[ASSIGNMENT] Make an exact copy of the lines starting at the top of the listing below and ending at the line that contains "[(119, 153)]", inclusive.

[THE RECORDS]
== Segment start ==

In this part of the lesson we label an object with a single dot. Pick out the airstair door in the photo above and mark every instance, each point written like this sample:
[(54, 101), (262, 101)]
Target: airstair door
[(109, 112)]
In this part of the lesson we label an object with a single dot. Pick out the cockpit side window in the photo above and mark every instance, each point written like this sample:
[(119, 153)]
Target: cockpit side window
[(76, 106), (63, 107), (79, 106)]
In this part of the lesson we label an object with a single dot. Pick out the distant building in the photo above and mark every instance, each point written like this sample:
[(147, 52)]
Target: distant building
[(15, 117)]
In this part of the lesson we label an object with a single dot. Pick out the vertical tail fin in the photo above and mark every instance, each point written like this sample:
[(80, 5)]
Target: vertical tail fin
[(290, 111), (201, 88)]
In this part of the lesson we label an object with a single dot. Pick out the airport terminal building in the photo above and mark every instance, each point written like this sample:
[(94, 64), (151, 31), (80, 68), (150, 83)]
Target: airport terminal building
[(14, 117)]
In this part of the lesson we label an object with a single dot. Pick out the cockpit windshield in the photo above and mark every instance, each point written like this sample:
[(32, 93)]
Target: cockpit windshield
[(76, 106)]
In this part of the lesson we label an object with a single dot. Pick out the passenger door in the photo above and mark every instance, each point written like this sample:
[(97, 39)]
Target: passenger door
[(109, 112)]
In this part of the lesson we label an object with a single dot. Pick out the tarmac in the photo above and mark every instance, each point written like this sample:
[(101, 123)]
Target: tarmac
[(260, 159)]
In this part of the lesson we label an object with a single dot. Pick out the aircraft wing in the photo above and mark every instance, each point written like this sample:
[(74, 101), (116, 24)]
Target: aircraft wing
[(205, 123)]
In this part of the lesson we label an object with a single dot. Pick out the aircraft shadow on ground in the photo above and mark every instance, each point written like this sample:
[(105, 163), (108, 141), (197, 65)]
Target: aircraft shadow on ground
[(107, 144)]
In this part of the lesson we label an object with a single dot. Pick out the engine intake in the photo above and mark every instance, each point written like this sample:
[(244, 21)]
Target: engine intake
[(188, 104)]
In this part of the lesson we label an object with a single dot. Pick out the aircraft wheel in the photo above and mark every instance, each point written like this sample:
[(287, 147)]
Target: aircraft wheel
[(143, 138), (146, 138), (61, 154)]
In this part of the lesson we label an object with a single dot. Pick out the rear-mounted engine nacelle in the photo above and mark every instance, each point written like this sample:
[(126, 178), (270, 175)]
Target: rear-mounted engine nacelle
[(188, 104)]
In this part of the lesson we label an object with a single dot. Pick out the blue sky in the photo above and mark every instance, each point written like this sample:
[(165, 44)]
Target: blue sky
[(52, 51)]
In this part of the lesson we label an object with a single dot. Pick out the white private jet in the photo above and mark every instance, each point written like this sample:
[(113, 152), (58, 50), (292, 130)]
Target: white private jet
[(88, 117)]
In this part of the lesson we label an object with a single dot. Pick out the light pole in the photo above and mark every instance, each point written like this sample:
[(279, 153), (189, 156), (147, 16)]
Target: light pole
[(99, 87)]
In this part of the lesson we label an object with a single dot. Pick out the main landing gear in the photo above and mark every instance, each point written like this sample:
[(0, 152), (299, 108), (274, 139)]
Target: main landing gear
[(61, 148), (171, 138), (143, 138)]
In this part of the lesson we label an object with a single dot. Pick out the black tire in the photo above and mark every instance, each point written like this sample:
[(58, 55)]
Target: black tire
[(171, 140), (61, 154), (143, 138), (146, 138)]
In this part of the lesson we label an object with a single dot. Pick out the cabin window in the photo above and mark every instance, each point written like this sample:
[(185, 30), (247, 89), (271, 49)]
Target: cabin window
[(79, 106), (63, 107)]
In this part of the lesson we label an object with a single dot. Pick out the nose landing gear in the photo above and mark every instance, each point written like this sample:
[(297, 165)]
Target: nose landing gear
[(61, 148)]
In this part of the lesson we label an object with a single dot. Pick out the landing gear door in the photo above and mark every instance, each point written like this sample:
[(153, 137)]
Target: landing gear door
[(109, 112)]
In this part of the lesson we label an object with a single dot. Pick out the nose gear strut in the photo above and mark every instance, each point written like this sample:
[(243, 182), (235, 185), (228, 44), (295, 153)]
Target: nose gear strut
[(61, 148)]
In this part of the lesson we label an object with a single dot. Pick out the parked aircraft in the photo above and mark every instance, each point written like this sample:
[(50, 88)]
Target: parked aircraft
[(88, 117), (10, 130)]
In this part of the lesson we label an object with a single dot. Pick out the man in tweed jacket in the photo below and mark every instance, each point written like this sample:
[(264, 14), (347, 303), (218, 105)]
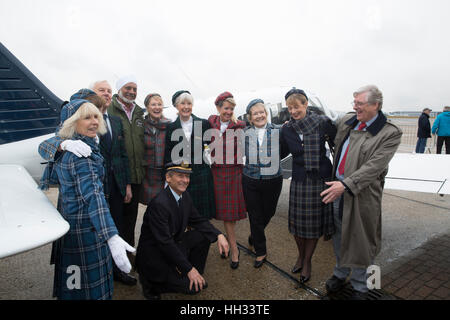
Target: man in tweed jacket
[(365, 142), (117, 187)]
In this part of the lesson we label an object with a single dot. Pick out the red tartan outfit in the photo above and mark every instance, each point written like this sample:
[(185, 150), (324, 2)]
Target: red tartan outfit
[(230, 203)]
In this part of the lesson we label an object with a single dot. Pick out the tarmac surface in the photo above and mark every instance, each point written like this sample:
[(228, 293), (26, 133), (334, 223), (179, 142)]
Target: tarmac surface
[(414, 260)]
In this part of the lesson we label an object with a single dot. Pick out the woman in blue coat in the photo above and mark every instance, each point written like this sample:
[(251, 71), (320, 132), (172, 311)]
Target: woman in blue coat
[(83, 265)]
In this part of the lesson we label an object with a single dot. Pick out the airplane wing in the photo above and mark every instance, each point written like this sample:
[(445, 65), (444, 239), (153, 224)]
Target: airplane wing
[(27, 218), (419, 172), (427, 173)]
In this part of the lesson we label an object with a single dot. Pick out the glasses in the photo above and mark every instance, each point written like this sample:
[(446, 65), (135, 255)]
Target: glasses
[(359, 104)]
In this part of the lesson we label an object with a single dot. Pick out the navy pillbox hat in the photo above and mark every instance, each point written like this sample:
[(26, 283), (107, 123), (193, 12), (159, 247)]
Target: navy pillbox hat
[(252, 103), (177, 94), (294, 90)]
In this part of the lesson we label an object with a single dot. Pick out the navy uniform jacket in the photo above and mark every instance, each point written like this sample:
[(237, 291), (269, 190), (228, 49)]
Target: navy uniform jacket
[(162, 229)]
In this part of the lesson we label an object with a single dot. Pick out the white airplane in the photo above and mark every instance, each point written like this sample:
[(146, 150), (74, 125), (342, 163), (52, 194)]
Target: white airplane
[(29, 114)]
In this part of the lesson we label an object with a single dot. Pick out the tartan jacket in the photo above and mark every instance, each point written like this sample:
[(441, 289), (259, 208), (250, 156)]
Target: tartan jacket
[(292, 144), (252, 149), (116, 158), (214, 120), (84, 207)]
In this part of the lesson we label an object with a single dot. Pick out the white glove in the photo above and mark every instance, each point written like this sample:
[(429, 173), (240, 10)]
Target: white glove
[(77, 147), (119, 248)]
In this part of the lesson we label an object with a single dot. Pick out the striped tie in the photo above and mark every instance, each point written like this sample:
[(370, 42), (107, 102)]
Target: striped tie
[(342, 164)]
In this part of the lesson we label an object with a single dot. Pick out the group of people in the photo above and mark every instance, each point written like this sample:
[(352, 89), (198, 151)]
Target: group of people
[(441, 127), (107, 158)]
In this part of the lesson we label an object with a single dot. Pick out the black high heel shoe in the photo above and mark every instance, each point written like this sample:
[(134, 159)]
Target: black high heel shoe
[(235, 265), (296, 269), (304, 279), (258, 264)]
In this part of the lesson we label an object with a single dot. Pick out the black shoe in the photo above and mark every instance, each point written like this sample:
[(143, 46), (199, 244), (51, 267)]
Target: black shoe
[(126, 279), (334, 284), (358, 295), (235, 265), (296, 269), (304, 279), (258, 264)]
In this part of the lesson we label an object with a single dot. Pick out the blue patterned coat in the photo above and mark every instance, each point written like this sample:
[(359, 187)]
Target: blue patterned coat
[(83, 205)]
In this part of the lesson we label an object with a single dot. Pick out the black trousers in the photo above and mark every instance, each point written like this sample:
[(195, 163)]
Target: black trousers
[(115, 202), (261, 198), (195, 247), (440, 143), (129, 216)]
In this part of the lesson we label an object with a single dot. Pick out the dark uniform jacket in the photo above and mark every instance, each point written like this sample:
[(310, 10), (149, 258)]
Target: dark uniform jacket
[(291, 143), (115, 155), (133, 132), (162, 230), (424, 130)]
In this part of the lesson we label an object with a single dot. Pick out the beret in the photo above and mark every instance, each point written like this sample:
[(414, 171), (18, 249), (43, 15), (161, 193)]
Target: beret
[(223, 96), (252, 103), (149, 96), (295, 91), (70, 108), (177, 94), (181, 168), (82, 94)]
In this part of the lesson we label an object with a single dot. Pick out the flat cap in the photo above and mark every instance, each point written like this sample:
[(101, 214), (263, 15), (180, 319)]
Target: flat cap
[(223, 96), (294, 90)]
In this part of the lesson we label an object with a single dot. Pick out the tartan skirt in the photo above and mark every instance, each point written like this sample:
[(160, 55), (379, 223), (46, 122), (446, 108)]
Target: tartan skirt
[(82, 248), (152, 184), (230, 202), (309, 217), (201, 190)]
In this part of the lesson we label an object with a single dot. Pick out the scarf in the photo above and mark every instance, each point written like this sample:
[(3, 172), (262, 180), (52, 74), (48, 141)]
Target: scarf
[(309, 127)]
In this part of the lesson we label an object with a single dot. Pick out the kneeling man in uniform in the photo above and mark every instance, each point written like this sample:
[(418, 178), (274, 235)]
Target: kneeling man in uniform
[(175, 240)]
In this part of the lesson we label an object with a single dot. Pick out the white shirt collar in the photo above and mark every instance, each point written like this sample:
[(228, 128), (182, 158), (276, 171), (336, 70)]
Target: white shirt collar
[(176, 196)]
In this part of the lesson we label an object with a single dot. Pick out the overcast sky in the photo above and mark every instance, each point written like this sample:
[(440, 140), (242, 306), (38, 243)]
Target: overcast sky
[(328, 47)]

== Segment end ==

[ANSWER TO THIS EXERCISE]
In this part of the lesson we label an object with a single dot. Pick out the airstair door in the photo above and mark every instance, each point written like this sample:
[(54, 101), (262, 101)]
Target: airstair door
[(109, 112)]
In this part of the lesson we label an object with a single dot. Pick out the cockpit side window in the photo above and mark every instance, each point written like this sample:
[(119, 153)]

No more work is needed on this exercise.